§ **DATASET RECORDS**:
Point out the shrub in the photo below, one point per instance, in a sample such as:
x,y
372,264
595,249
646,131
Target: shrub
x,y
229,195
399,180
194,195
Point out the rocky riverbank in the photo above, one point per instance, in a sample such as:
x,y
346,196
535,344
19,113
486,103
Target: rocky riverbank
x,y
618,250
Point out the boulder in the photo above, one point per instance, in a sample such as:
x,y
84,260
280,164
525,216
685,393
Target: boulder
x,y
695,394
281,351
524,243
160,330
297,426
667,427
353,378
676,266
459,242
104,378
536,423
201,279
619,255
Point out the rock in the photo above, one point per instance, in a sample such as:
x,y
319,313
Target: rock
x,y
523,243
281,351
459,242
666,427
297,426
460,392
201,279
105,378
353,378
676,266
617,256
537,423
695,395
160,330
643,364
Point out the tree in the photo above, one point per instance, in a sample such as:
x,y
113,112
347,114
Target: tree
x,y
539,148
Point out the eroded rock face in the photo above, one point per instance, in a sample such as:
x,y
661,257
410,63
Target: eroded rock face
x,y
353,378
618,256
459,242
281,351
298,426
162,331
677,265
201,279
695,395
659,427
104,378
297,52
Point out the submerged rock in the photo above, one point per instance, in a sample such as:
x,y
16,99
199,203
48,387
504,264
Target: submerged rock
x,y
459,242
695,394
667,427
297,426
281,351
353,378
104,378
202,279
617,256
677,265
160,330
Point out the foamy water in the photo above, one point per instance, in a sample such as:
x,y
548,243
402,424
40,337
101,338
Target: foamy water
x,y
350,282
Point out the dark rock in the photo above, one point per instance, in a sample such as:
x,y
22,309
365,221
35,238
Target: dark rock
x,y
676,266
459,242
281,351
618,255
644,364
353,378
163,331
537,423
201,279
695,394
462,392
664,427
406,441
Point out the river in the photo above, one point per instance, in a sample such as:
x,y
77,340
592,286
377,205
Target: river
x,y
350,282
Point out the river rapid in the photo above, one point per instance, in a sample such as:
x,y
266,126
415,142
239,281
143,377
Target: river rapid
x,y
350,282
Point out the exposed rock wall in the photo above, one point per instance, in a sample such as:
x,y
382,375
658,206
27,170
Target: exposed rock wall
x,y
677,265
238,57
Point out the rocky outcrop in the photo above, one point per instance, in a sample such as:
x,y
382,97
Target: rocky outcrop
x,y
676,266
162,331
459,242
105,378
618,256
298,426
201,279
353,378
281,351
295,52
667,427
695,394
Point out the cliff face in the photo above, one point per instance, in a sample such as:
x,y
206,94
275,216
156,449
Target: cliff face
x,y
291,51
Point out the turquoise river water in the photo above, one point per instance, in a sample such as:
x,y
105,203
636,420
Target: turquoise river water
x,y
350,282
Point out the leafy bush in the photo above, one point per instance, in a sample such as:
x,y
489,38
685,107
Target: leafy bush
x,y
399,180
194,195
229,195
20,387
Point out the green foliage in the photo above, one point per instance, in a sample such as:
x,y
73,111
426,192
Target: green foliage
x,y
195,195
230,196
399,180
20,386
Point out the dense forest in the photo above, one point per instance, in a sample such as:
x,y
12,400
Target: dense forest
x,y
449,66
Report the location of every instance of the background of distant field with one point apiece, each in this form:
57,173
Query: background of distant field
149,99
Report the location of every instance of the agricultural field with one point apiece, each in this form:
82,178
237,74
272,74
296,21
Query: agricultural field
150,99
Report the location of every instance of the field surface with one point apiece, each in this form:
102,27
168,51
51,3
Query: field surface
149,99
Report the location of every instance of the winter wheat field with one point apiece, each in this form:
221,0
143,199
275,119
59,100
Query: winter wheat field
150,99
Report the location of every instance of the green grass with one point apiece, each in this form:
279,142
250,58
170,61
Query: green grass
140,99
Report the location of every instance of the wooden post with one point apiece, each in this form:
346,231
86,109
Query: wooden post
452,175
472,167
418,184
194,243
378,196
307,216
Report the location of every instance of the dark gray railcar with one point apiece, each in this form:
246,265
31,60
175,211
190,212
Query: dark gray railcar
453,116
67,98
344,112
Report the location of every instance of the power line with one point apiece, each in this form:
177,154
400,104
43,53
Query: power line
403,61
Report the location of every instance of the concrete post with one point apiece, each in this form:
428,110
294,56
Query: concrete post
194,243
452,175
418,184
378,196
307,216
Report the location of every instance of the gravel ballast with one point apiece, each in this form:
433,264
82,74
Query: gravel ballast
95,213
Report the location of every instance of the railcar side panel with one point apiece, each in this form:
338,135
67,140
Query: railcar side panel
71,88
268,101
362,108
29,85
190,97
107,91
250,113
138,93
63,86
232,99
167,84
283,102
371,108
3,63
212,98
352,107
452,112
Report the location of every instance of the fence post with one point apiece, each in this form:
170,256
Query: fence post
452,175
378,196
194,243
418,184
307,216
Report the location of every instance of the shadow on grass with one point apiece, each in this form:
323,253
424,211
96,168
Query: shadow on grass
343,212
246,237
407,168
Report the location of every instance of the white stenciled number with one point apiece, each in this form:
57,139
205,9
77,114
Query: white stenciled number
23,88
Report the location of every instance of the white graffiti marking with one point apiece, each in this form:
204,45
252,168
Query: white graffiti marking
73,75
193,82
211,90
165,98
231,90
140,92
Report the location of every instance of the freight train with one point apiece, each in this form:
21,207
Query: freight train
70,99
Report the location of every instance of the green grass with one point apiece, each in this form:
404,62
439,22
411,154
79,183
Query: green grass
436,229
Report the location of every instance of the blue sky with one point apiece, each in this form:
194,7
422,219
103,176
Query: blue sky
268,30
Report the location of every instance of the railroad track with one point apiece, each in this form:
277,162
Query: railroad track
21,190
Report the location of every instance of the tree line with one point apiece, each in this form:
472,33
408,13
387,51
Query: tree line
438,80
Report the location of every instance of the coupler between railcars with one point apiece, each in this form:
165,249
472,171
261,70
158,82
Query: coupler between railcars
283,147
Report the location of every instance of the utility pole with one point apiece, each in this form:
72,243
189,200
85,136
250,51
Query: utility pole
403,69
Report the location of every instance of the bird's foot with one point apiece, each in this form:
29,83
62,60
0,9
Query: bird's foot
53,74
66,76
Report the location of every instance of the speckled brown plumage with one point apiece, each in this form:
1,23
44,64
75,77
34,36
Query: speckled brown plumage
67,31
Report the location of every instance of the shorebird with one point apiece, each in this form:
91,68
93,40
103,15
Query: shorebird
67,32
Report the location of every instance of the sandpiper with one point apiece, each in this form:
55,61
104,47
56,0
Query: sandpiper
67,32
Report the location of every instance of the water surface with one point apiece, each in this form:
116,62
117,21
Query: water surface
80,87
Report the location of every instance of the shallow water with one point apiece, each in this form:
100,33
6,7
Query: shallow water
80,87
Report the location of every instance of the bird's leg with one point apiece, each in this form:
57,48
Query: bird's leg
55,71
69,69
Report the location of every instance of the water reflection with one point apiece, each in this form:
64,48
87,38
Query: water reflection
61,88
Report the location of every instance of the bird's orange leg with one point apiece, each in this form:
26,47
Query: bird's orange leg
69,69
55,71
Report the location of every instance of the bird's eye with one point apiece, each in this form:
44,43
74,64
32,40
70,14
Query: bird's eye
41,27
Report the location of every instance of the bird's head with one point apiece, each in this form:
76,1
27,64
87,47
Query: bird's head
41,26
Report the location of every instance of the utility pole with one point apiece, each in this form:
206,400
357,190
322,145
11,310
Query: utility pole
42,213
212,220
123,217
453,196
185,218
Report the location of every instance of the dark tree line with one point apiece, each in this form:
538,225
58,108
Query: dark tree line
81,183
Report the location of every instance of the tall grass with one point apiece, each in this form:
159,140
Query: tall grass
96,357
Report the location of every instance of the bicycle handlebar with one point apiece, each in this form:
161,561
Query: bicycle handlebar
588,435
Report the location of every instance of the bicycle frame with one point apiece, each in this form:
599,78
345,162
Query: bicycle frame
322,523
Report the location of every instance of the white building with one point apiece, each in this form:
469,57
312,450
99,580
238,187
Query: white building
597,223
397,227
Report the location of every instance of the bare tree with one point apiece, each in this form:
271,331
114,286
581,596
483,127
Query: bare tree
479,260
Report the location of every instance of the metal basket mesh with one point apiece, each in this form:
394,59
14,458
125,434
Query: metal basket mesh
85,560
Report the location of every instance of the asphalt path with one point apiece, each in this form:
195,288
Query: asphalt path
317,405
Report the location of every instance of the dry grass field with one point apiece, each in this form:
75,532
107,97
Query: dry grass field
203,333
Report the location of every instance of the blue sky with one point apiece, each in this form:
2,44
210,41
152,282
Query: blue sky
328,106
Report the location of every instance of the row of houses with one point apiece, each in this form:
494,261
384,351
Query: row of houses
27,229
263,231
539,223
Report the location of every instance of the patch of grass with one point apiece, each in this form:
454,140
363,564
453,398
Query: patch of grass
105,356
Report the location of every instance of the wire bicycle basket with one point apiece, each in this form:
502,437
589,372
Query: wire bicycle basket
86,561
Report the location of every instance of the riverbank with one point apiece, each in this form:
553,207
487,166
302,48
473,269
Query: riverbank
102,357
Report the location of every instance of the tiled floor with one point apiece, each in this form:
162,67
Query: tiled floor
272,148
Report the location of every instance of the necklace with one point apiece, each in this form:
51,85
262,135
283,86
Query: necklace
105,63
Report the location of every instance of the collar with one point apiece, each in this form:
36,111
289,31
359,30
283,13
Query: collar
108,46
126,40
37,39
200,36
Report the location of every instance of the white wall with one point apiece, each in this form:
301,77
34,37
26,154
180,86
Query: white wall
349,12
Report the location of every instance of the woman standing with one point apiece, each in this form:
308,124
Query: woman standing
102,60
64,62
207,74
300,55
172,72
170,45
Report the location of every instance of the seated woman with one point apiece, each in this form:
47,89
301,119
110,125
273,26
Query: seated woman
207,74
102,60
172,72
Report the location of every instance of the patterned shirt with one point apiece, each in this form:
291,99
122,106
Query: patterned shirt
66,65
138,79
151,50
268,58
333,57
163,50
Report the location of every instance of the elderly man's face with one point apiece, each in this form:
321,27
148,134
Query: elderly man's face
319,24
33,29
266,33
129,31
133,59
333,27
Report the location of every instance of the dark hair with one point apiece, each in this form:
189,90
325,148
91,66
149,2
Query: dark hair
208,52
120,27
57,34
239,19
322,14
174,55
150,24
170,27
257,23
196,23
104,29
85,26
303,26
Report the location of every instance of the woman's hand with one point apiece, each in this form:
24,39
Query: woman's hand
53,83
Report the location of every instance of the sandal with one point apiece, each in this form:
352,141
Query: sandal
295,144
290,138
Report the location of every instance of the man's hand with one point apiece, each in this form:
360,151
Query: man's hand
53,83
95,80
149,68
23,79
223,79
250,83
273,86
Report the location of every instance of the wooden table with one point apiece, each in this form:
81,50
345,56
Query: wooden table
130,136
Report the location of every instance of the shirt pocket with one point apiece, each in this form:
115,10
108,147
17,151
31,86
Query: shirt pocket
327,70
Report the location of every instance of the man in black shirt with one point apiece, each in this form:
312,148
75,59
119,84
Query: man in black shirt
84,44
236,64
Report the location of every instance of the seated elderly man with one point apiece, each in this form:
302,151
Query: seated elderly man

§ **YOUR ASSIGNMENT**: Out of the listing above, reproduce exactly the lines from the one with "Query: patch of grass" up to and including the one with "Report the location of every instance of the white wall".

§ **TASK RESULT**:
Query: patch of grass
105,356
Report the location of every instance of the wire bicycle basket with one point apiece, each in this form:
502,437
589,372
Query: wire bicycle basket
86,561
Report the location of every instance of the riverbank with one point apiece, each in this form:
553,207
487,166
302,48
473,269
Query: riverbank
102,357
Report the location of every instance of the tiled floor with one point apiece, each in this form:
162,67
Query: tiled floor
272,148
Report the location of every instance of the necklace with one point apiece, each in this form:
51,85
262,135
283,86
Query: necklace
105,63
Report the location of every instance of the collar with one point apiece, each in this form:
36,111
289,31
359,30
283,13
Query: collar
108,46
126,40
37,39
200,36
Report the location of every instance of the white wall with one point apiece, each in this form:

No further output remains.